--- begin Text passage ---
Procedure for Sitemap Writer Kinesis Stream Compaction

Compaction reads all the records in the stream with a compactVersion either not set or less than the expected incomingCompactVersion, decompresses them, eliminates duplicates if storeItemStateInDynamoDB: true, then writes the decompressed records back to the sitemap-writer Kinesis input stream.

⚠️ CAUTION: It is critically important that all other producers for the sitemap-writer Kinesis input stream be suspended until the compaction is completed. Other producers can be resumed when the sitemap-writer stops writing compacted records to the stream. Failure to observe this guidance will result in out of order record processing (possibly resulting in deleted records being in the sitemaps or out of date data being written to the sitemaps and DB).
--- end Text passage ---
--- begin Given information ---
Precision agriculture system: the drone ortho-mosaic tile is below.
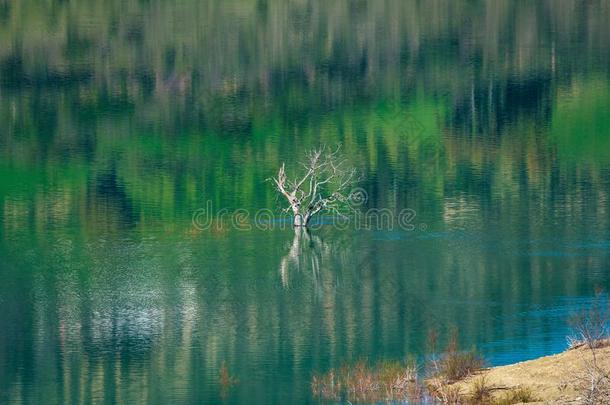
--- end Given information ---
Work to do
1. List, in order, the operations that the compaction procedure says compaction performs on the stream's records.
2. Rewrite the paragraph of the compaction procedure that begins "CAUTION: It is critically important" as a short bulleted list that keeps its main facts.
3. From the compaction procedure, print the passage word for word, from "Procedure for Sitemap" up to and including "sitemaps and DB).".

Full answers
1.
1. It reads all the records in the stream with a compactVersion either not set or less than the expected incomingCompactVersion.
2. It decompresses them.
3. It eliminates duplicates, if storeItemStateInDynamoDB: true.
4. It writes the decompressed records back to the sitemap-writer Kinesis input stream.

2.
- Suspend all other producers for the sitemap-writer Kinesis input stream until compaction is complete.
- Resume them once the sitemap-writer stops writing compacted records to the stream.
- If this is not done, records will be processed out of order. Deleted records could end up in the sitemaps, or out-of-date data could be written to the sitemaps and DB.

3.
Procedure for Sitemap Writer Kinesis Stream Compaction

Compaction reads all the records in the stream with a compactVersion either not set or less than the expected incomingCompactVersion, decompresses them, eliminates duplicates if storeItemStateInDynamoDB: true, then writes the decompressed records back to the sitemap-writer Kinesis input stream.

⚠️ CAUTION: It is critically important that all other producers for the sitemap-writer Kinesis input stream be suspended until the compaction is completed. Other producers can be resumed when the sitemap-writer stops writing compacted records to the stream. Failure to observe this guidance will result in out of order record processing (possibly resulting in deleted records being in the sitemaps or out of date data being written to the sitemaps and DB).